◆ **Set task**
Convert every line of the entries below into a JSON array of strings, with one string per line and no blank lines. Leave out the pictures.
::: Material shown :::
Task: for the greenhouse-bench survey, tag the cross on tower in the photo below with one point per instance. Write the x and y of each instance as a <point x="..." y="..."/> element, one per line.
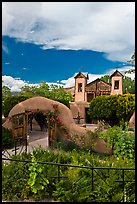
<point x="78" y="118"/>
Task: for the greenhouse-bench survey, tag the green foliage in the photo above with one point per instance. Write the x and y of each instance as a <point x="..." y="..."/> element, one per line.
<point x="113" y="109"/>
<point x="6" y="138"/>
<point x="128" y="85"/>
<point x="25" y="180"/>
<point x="122" y="141"/>
<point x="10" y="102"/>
<point x="37" y="183"/>
<point x="66" y="145"/>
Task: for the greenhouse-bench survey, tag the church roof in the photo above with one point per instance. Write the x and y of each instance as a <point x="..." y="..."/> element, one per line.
<point x="116" y="73"/>
<point x="97" y="80"/>
<point x="82" y="74"/>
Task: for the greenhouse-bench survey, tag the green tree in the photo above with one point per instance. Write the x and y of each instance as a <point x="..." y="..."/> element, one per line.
<point x="113" y="109"/>
<point x="132" y="60"/>
<point x="5" y="93"/>
<point x="10" y="102"/>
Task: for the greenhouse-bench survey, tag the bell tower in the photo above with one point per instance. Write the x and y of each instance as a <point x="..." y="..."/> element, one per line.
<point x="117" y="83"/>
<point x="80" y="83"/>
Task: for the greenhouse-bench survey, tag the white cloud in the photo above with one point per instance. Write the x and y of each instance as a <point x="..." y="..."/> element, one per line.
<point x="101" y="26"/>
<point x="5" y="48"/>
<point x="15" y="84"/>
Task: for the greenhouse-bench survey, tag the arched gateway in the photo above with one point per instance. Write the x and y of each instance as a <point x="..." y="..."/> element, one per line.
<point x="61" y="125"/>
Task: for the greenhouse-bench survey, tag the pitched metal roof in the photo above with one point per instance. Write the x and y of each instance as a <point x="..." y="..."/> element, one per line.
<point x="85" y="74"/>
<point x="116" y="73"/>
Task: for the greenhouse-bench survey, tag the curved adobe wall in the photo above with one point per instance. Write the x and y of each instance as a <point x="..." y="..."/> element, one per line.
<point x="44" y="104"/>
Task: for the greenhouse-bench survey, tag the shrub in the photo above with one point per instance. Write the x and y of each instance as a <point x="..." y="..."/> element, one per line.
<point x="20" y="179"/>
<point x="122" y="141"/>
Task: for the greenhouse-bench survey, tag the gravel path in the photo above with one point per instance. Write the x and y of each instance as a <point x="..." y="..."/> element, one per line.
<point x="38" y="138"/>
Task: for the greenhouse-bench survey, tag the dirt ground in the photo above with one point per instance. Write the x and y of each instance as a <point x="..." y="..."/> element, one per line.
<point x="37" y="138"/>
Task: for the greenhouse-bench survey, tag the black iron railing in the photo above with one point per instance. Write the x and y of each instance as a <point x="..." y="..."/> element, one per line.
<point x="93" y="169"/>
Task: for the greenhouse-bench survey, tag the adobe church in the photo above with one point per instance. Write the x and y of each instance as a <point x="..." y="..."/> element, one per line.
<point x="84" y="92"/>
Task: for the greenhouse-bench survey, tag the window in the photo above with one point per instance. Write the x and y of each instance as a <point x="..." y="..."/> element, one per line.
<point x="80" y="87"/>
<point x="116" y="85"/>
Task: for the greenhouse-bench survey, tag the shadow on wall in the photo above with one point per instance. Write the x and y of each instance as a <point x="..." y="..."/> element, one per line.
<point x="44" y="104"/>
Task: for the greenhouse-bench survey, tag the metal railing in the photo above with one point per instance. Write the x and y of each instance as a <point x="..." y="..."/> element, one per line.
<point x="94" y="171"/>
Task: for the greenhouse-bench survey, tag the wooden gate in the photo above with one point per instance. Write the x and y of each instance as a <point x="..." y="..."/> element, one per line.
<point x="20" y="129"/>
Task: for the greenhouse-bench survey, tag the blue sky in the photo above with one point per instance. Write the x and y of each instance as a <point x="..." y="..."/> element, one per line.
<point x="43" y="42"/>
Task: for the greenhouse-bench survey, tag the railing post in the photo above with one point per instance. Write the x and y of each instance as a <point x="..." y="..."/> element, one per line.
<point x="58" y="173"/>
<point x="123" y="185"/>
<point x="92" y="179"/>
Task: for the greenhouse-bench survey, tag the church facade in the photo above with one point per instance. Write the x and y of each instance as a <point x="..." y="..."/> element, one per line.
<point x="84" y="92"/>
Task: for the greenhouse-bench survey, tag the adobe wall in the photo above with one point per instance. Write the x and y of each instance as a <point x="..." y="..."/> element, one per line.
<point x="117" y="91"/>
<point x="44" y="104"/>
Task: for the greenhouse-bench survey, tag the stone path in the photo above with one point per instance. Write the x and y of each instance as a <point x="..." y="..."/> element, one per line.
<point x="38" y="138"/>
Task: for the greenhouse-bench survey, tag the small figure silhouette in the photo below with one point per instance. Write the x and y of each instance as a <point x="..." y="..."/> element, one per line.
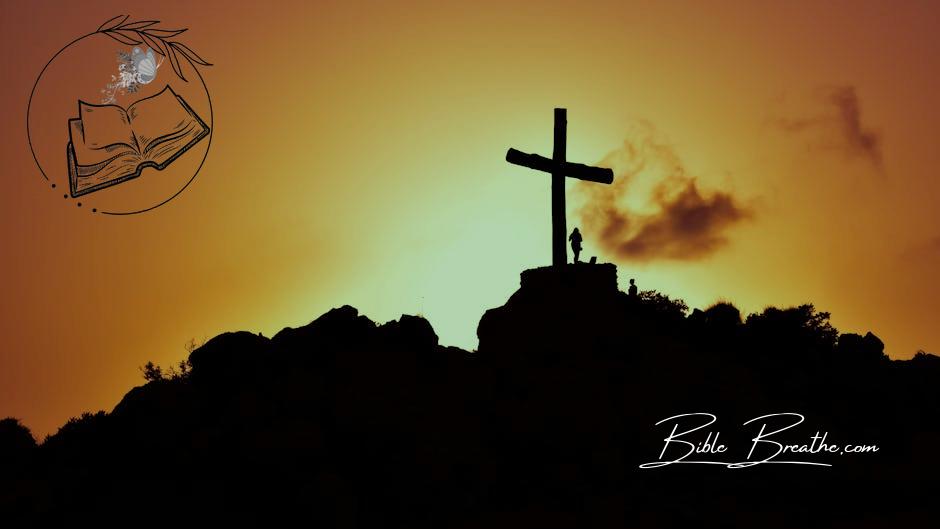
<point x="575" y="239"/>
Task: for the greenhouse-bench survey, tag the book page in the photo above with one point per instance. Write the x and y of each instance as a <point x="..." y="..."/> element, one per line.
<point x="89" y="156"/>
<point x="166" y="148"/>
<point x="104" y="126"/>
<point x="157" y="117"/>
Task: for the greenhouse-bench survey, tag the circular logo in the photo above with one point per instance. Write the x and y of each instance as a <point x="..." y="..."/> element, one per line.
:::
◆ **Response to the task**
[
  "Task: for the greenhouse-bench survey, tag the cross on tower in the photo below with one point per instance. Write the x and y of each instance as a <point x=\"...\" y=\"...\"/> element, one per line.",
  "<point x=\"78\" y=\"118\"/>",
  "Task: for the greenhouse-bench survey, tag the green foliage in the photo above with one point per instance. Write the x and y of each instance as a <point x=\"...\" y=\"...\"/> element, one per line.",
  "<point x=\"113\" y=\"109\"/>",
  "<point x=\"6\" y=\"138\"/>",
  "<point x=\"128\" y=\"85\"/>",
  "<point x=\"25\" y=\"180\"/>",
  "<point x=\"122\" y=\"141\"/>",
  "<point x=\"10\" y=\"102\"/>",
  "<point x=\"37\" y=\"183\"/>",
  "<point x=\"66\" y=\"145\"/>",
  "Task: for the greenhouse-bench survey, tag the church roof in the photo above with one point per instance. Write the x and y of each instance as a <point x=\"...\" y=\"...\"/> element, one per line.",
  "<point x=\"116\" y=\"73\"/>",
  "<point x=\"97\" y=\"80\"/>",
  "<point x=\"82\" y=\"74\"/>",
  "Task: for the greenhouse-bench survey, tag the green tree in the photo above with one point per instance. Write the x and y of each instance as a <point x=\"...\" y=\"...\"/> element, one per line.",
  "<point x=\"113\" y=\"109\"/>",
  "<point x=\"132\" y=\"60\"/>",
  "<point x=\"5\" y=\"93\"/>",
  "<point x=\"10\" y=\"102\"/>",
  "Task: for the greenhouse-bench survey, tag the bell tower in the photo above with one point per instance. Write the x and y of each instance as a <point x=\"...\" y=\"...\"/> element, one per line.",
  "<point x=\"117\" y=\"83\"/>",
  "<point x=\"80\" y=\"83\"/>",
  "Task: for the greenhouse-bench survey, tag the white cloud in the photo above with one point per instance. Write the x and y of each instance as a <point x=\"...\" y=\"...\"/> element, one per line.",
  "<point x=\"101\" y=\"26\"/>",
  "<point x=\"5\" y=\"48\"/>",
  "<point x=\"15\" y=\"84\"/>",
  "Task: for the greenhouse-bench survey, tag the arched gateway in the photo above with one point per instance. Write the x and y of each instance as a <point x=\"...\" y=\"...\"/> element, one per line.",
  "<point x=\"61\" y=\"125\"/>",
  "Task: for the greenhouse-bench survey, tag the pitched metal roof in the photo above with one point per instance. Write the x and y of each instance as a <point x=\"...\" y=\"...\"/> element, one per line.",
  "<point x=\"85\" y=\"74\"/>",
  "<point x=\"116\" y=\"73\"/>",
  "Task: for the greenhouse-bench survey, tag the curved adobe wall in the photo above with one point per instance. Write the x and y of each instance as a <point x=\"...\" y=\"...\"/> element, one per line.",
  "<point x=\"44\" y=\"104\"/>",
  "Task: for the greenhouse-bench survey, tag the shrub in the photo above with one point per instance. Write the x and y of each instance as a <point x=\"...\" y=\"...\"/> element, one per line.",
  "<point x=\"20\" y=\"179\"/>",
  "<point x=\"122\" y=\"141\"/>",
  "Task: for the greenhouse-bench survey, tag the gravel path in the photo above with one point per instance. Write the x and y of each instance as a <point x=\"...\" y=\"...\"/> element, one per line.",
  "<point x=\"38\" y=\"138\"/>",
  "Task: for the greenhouse-bench survey, tag the dirt ground in the photo above with one point per instance. Write the x and y of each instance as a <point x=\"...\" y=\"...\"/> element, one per line.",
  "<point x=\"37\" y=\"138\"/>",
  "Task: for the greenhouse-bench survey, tag the black iron railing in the photo above with one point per instance. Write the x and y of each instance as a <point x=\"...\" y=\"...\"/> element, one per line.",
  "<point x=\"93\" y=\"169\"/>",
  "Task: for the greenhouse-bench survey, tag the adobe church in the photo above with one point per instance. Write the x and y of each instance as a <point x=\"...\" y=\"...\"/> element, one per line.",
  "<point x=\"84\" y=\"92\"/>",
  "Task: for the greenhouse-bench survey, tag the window in the photo above with one point per instance. Write the x and y of each instance as a <point x=\"...\" y=\"...\"/> element, one per line.",
  "<point x=\"80\" y=\"87\"/>",
  "<point x=\"116\" y=\"85\"/>",
  "Task: for the greenhouse-bench survey, tag the shadow on wall in the photo above with one point per instance. Write the x and y of each instance as a <point x=\"...\" y=\"...\"/> element, one per line.",
  "<point x=\"44\" y=\"104\"/>",
  "Task: for the greenhouse-bench survey, tag the metal railing in the photo above with one point per instance. Write the x and y of each instance as a <point x=\"...\" y=\"...\"/> element, one per line.",
  "<point x=\"94\" y=\"171\"/>",
  "Task: for the greenhouse-bench survey, tag the wooden gate in the photo above with one point per instance. Write the x and y of each instance as a <point x=\"...\" y=\"...\"/> element, one per line.",
  "<point x=\"20\" y=\"129\"/>",
  "Task: for the greenhouse-bench survey, tag the blue sky in the photo above with one point per instance. Write the x and y of each instance as a <point x=\"...\" y=\"...\"/> element, one per line.",
  "<point x=\"43\" y=\"42\"/>",
  "Task: for the greenhouse-bench survey, tag the railing post in the photo above with one point per instance. Write the x and y of each instance as a <point x=\"...\" y=\"...\"/> element, one per line.",
  "<point x=\"58\" y=\"173\"/>",
  "<point x=\"123\" y=\"185\"/>",
  "<point x=\"92\" y=\"179\"/>",
  "Task: for the greenhouse-bench survey, tag the church facade in the photo above with one point per instance. Write the x and y of each instance as a <point x=\"...\" y=\"...\"/> element, one per line.",
  "<point x=\"84\" y=\"92\"/>",
  "Task: for the greenhouse-bench survey, tag the adobe wall in the photo above with one point per instance. Write the x and y of each instance as a <point x=\"...\" y=\"...\"/> element, one per line.",
  "<point x=\"117\" y=\"91\"/>",
  "<point x=\"44\" y=\"104\"/>",
  "Task: for the greenhouse-bench survey, tag the stone path in the photo above with one point per instance. Write the x and y of each instance as a <point x=\"...\" y=\"...\"/> element, one per line.",
  "<point x=\"38\" y=\"138\"/>",
  "Task: for the greenhouse-bench survey, tag the small figure silhouette in the photo below with one point per instance. Write the x and y of each instance as a <point x=\"...\" y=\"...\"/> element, one per line.",
  "<point x=\"575\" y=\"239\"/>",
  "Task: for the greenhouse-bench survey, tag the book page in the photo above with one point per instance. Write the x and y of each instance as a <point x=\"...\" y=\"...\"/> element, one per line.",
  "<point x=\"89\" y=\"156\"/>",
  "<point x=\"166\" y=\"148\"/>",
  "<point x=\"104\" y=\"126\"/>",
  "<point x=\"157\" y=\"117\"/>",
  "Task: for the greenhouse-bench survey, tag the circular logo in the photo above with one point per instance. Write the x and y of each instance as a <point x=\"...\" y=\"...\"/> element, one per line."
]